──────── Study material ────────

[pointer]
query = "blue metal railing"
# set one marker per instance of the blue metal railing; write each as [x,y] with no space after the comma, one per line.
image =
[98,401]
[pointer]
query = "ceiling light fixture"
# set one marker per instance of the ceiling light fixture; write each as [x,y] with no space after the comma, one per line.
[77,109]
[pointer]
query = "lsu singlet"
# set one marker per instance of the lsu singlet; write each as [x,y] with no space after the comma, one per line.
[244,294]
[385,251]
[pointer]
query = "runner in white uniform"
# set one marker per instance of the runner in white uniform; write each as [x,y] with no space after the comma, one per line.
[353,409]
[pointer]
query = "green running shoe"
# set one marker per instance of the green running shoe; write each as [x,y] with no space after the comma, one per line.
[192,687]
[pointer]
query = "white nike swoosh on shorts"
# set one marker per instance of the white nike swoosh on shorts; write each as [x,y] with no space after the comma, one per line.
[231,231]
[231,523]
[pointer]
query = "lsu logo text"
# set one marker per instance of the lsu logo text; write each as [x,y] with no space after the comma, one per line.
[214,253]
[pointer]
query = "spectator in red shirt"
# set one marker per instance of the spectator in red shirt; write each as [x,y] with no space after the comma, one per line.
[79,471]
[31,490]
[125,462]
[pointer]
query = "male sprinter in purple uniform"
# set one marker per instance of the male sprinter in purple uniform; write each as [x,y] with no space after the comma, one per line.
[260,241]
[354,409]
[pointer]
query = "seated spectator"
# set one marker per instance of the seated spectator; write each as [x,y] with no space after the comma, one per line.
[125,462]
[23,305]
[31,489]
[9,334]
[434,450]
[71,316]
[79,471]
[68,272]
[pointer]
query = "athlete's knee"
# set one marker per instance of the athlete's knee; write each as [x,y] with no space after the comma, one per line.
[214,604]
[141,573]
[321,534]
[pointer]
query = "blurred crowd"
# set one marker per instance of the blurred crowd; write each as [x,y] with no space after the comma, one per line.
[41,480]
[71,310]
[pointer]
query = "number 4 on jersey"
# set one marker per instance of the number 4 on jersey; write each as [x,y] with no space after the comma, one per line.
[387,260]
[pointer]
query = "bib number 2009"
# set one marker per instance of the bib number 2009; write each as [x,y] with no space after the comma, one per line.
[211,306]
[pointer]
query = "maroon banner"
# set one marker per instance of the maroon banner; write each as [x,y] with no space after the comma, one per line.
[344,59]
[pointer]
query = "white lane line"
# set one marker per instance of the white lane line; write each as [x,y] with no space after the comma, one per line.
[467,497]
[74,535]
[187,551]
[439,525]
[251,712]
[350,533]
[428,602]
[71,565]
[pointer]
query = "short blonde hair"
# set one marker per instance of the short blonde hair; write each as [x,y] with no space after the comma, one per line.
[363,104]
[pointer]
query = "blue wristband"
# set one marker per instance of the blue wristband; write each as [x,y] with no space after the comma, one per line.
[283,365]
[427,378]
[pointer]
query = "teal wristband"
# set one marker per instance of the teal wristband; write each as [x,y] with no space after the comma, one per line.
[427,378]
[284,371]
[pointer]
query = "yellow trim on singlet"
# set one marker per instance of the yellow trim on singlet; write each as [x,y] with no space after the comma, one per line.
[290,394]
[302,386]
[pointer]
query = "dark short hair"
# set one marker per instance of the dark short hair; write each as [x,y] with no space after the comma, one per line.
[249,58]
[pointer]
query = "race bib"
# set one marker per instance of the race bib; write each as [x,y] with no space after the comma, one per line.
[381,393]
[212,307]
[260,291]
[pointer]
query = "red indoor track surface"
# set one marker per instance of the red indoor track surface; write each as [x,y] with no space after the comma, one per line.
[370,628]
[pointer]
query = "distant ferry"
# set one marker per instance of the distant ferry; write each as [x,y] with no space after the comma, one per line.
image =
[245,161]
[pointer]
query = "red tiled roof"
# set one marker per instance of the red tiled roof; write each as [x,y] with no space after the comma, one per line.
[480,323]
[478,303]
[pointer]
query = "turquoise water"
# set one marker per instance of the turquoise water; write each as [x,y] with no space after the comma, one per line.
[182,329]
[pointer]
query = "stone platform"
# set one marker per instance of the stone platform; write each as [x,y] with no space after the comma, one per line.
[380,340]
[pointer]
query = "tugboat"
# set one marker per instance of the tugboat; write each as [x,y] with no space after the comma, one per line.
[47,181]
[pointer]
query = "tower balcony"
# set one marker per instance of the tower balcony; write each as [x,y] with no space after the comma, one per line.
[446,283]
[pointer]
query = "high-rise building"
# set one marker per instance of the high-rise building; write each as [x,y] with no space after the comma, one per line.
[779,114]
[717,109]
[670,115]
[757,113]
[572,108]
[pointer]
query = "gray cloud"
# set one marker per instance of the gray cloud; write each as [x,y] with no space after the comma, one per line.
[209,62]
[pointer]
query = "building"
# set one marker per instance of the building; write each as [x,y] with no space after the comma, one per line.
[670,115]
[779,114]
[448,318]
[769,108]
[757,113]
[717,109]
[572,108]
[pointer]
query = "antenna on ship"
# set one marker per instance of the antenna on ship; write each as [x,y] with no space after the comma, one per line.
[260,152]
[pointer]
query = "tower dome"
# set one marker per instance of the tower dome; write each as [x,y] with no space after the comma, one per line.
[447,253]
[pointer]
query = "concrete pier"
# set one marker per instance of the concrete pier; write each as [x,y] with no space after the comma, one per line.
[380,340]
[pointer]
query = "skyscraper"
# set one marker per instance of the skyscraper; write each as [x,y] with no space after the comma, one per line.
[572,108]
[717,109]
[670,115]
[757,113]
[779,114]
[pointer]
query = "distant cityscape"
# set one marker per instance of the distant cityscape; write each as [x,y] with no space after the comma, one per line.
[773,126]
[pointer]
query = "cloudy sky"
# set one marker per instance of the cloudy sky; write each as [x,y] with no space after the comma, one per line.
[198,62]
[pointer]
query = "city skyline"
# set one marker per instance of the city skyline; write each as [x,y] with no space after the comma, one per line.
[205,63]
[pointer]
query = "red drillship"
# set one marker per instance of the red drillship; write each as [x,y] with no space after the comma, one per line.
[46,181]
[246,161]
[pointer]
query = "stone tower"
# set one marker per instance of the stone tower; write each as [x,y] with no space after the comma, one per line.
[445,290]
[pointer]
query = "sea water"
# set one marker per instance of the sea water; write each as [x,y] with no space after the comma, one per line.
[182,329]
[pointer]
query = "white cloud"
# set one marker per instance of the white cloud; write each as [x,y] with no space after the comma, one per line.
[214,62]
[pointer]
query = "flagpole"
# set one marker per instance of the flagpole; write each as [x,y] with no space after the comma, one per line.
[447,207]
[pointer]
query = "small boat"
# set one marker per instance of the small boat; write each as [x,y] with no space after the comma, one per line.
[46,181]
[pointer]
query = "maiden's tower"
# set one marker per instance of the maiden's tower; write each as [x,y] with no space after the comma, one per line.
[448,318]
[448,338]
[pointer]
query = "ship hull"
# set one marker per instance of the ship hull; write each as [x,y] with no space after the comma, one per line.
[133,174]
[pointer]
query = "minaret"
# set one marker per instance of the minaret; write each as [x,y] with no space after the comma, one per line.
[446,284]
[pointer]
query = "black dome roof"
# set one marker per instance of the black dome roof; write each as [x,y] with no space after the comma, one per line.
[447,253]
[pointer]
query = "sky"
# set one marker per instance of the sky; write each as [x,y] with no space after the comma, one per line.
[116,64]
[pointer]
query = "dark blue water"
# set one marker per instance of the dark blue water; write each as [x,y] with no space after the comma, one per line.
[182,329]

────────

How to complete this task — Look through the material for "railing". Copy each line that has it.

Exercise answer —
query = "blue metal railing"
# set one marker per instance of the blue metal railing; write each as [x,y] with no space after the comma, one per line.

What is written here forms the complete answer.